• **Exercise directions**
Which lines of the records below contain the word "person"? Show each of those lines in full.
○ ○ ○
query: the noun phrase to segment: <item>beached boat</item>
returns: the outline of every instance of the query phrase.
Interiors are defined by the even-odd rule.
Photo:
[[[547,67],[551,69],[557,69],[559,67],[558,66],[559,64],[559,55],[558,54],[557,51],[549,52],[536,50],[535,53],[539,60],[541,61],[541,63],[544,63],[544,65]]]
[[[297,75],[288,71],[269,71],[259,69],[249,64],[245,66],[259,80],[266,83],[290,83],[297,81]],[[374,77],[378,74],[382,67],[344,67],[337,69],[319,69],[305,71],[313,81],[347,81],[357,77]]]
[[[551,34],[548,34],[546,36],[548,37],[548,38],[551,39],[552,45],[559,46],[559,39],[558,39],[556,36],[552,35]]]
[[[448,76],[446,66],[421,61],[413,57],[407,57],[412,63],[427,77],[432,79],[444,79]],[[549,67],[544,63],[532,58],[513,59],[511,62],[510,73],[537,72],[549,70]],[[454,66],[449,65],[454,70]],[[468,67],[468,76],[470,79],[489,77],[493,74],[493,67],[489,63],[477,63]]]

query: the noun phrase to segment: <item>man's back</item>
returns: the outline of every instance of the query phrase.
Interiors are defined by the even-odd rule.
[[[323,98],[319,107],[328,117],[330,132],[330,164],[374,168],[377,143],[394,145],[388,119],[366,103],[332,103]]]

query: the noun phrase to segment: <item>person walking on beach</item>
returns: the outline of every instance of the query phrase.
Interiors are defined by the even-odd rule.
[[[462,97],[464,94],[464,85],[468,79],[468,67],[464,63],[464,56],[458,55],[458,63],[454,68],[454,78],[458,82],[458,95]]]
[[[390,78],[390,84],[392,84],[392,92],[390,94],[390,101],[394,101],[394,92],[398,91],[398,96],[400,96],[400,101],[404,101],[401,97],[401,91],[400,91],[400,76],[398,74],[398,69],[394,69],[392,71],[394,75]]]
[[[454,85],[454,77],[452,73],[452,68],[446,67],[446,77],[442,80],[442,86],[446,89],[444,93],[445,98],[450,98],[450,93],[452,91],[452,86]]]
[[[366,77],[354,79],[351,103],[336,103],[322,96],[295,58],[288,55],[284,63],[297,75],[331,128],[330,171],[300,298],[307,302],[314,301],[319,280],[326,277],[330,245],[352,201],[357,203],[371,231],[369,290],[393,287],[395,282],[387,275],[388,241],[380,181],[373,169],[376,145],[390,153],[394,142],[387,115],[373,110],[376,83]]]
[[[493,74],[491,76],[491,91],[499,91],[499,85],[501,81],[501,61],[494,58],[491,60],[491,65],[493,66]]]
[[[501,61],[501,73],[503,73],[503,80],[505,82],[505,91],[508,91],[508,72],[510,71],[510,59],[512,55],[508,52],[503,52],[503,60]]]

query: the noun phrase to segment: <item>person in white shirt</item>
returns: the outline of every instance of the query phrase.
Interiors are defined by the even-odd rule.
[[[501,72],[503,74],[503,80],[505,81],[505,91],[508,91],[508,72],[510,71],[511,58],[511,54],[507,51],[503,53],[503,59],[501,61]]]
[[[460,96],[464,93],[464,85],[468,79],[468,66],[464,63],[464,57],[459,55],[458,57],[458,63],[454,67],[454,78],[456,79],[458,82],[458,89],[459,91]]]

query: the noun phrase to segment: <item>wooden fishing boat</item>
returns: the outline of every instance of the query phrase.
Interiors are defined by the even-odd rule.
○ ○ ○
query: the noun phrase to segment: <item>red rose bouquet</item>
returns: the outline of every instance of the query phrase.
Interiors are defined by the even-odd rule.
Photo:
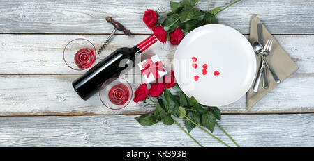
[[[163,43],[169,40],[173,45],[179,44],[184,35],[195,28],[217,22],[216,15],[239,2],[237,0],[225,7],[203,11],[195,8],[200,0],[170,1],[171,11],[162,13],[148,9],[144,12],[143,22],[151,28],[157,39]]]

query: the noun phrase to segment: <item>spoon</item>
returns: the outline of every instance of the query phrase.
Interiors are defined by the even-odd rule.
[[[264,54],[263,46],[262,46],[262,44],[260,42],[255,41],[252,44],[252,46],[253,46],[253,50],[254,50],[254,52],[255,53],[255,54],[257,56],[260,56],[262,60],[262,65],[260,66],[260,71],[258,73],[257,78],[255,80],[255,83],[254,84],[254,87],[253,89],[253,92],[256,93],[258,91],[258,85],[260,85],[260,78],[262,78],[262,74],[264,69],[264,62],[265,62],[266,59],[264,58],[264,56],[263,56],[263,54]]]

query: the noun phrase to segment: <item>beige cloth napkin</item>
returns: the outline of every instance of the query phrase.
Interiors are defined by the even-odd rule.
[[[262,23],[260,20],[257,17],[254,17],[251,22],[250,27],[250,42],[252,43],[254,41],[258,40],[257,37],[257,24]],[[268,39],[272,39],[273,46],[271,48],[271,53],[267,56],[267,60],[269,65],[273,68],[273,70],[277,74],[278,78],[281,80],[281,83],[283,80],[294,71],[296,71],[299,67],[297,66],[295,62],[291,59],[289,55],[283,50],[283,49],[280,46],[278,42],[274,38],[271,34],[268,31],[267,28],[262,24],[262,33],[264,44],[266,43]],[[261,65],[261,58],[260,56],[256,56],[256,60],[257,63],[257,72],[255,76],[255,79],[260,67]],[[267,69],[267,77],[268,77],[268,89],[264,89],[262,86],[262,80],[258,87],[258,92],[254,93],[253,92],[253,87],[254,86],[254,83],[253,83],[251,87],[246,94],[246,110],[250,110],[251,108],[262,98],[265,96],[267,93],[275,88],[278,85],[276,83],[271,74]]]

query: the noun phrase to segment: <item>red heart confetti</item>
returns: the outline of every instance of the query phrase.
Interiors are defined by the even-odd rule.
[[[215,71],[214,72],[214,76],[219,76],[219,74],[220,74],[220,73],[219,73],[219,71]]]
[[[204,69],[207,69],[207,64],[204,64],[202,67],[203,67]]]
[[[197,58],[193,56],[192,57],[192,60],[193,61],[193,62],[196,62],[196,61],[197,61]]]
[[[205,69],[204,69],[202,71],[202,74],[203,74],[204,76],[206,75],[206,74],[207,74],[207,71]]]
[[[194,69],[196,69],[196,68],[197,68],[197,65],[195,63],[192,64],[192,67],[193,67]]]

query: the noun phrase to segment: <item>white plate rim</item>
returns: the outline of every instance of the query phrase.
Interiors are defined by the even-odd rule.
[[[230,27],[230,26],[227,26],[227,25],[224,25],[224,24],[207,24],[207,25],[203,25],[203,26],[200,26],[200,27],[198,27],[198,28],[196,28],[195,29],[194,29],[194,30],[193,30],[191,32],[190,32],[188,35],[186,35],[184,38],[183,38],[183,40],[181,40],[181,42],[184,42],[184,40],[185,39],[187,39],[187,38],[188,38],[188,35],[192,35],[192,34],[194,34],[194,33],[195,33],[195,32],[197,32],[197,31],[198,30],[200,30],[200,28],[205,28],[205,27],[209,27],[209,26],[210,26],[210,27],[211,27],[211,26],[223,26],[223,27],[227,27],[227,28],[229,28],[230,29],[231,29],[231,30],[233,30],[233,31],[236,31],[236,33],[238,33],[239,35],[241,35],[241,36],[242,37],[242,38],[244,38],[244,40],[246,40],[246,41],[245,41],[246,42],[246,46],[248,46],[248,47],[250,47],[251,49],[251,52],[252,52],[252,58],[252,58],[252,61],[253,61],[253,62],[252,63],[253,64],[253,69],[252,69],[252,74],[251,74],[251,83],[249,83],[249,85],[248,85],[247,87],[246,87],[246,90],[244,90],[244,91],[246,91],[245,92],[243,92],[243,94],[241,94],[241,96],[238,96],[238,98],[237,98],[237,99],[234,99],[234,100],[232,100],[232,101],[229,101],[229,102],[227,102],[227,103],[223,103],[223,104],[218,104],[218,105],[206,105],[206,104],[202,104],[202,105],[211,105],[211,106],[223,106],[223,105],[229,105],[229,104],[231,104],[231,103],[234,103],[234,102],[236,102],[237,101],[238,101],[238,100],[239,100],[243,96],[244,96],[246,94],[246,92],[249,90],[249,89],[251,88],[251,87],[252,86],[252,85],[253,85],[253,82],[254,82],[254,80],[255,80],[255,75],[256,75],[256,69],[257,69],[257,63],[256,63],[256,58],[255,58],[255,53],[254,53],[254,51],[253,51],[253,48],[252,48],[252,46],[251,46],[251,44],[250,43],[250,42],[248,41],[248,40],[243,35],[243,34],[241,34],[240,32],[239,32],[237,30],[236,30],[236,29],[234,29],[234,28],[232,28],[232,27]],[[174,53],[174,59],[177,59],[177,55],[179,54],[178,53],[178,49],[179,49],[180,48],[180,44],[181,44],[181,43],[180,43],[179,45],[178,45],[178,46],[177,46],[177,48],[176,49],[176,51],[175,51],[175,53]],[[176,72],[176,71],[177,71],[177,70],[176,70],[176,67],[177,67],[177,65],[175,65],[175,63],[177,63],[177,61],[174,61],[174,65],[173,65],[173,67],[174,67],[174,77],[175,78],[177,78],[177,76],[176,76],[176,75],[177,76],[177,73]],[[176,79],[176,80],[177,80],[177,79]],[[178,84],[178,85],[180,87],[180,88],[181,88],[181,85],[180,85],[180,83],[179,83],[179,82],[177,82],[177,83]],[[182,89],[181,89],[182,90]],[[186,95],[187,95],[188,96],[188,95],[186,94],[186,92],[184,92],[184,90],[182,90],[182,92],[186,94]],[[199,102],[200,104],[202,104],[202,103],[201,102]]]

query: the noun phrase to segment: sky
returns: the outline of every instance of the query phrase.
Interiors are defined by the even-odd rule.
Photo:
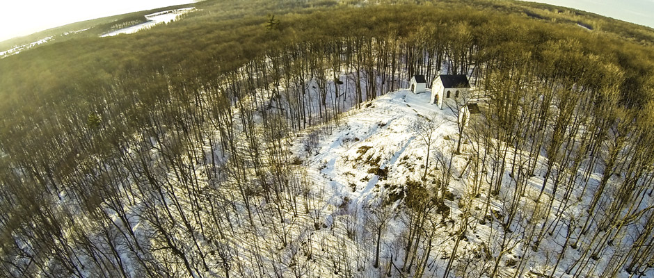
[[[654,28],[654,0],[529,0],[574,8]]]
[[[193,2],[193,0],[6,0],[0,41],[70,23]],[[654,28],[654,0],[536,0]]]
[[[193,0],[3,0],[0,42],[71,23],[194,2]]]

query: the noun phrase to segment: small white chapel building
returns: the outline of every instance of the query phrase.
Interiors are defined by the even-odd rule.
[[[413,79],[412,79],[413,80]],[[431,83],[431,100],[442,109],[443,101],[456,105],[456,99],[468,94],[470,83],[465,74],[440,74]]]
○ ○ ○
• **Written reply**
query: the noun phrase to segment: <item>person walking on beach</item>
query: the noun phrase to segment: <item>person in white shirt</item>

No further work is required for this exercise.